Entries supplied START
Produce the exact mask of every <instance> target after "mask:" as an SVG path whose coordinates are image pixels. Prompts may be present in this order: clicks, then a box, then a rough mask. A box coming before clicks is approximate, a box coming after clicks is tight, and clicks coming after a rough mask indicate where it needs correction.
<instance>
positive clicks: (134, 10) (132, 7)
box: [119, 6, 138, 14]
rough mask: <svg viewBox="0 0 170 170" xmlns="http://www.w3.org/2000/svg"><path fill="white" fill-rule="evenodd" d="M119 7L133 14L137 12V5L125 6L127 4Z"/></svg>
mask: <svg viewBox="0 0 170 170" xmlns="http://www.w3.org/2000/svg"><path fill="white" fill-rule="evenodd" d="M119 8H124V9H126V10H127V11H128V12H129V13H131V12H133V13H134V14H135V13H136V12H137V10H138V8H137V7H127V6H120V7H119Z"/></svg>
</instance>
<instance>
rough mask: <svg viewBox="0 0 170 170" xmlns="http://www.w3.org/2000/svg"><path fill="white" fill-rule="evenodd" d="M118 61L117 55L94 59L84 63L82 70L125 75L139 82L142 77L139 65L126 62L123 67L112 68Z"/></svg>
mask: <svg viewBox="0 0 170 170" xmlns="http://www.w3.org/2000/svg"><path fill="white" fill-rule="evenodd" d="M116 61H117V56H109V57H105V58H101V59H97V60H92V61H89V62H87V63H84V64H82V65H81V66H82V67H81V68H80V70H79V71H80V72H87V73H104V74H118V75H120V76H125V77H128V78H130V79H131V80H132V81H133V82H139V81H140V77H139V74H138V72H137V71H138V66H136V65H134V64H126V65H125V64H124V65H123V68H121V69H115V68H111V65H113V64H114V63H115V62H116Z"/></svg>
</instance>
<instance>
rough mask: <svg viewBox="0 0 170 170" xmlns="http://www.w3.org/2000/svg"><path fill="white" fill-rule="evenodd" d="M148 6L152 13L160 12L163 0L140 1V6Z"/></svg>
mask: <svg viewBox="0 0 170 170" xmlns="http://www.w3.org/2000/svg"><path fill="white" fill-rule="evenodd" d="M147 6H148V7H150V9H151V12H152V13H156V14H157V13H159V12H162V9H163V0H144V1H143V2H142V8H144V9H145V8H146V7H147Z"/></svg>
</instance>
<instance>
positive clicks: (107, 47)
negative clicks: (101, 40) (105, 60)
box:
Entries supplied END
A word-for-word restatement of every record above is expected.

Reply to the task:
Produce the exact mask of every <instance> target after "mask:" as an SVG path whose coordinates are image pixels. Prompts may be present in this order: clicks, then a box, then a rough mask. A box coming before clicks is approximate, a box coming after clicks is tight, and clicks coming after a rough mask indicate where it needs correction.
<instance>
positive clicks: (134, 10) (132, 7)
box: [119, 6, 138, 14]
rough mask: <svg viewBox="0 0 170 170" xmlns="http://www.w3.org/2000/svg"><path fill="white" fill-rule="evenodd" d="M119 7L133 14L137 12V5L125 6L127 4Z"/></svg>
mask: <svg viewBox="0 0 170 170" xmlns="http://www.w3.org/2000/svg"><path fill="white" fill-rule="evenodd" d="M119 8H124V9H126V10H127V11H128V12H129V13H131V12H133V13H134V14H135V13H136V12H137V10H138V8H137V7H127V6H120V7H119Z"/></svg>
</instance>
<instance>
rough mask: <svg viewBox="0 0 170 170" xmlns="http://www.w3.org/2000/svg"><path fill="white" fill-rule="evenodd" d="M118 61L117 55L94 59L84 63L82 70L125 75L139 82L142 77L139 65L126 62L123 67L112 68Z"/></svg>
mask: <svg viewBox="0 0 170 170" xmlns="http://www.w3.org/2000/svg"><path fill="white" fill-rule="evenodd" d="M116 61H117V56H109V57H105V58H101V59H97V60H92V61H89V62H87V63H84V64H82V65H81V66H82V67H81V68H80V70H79V71H80V72H87V73H104V74H118V75H120V76H125V77H128V78H130V79H131V80H132V81H133V82H139V81H140V77H139V74H138V72H137V71H138V66H136V65H134V64H126V65H125V64H124V65H123V68H121V69H115V68H111V65H113V64H114V63H115V62H116Z"/></svg>
</instance>
<instance>
rough mask: <svg viewBox="0 0 170 170" xmlns="http://www.w3.org/2000/svg"><path fill="white" fill-rule="evenodd" d="M148 6L152 13L160 12L163 0L140 1V6Z"/></svg>
mask: <svg viewBox="0 0 170 170" xmlns="http://www.w3.org/2000/svg"><path fill="white" fill-rule="evenodd" d="M147 6H148V7H150V9H151V12H152V13H156V14H157V13H159V12H162V9H163V0H144V1H143V2H142V8H144V9H145V8H146V7H147Z"/></svg>
</instance>
<instance>
positive clicks: (107, 47)
negative clicks: (101, 40) (105, 60)
box:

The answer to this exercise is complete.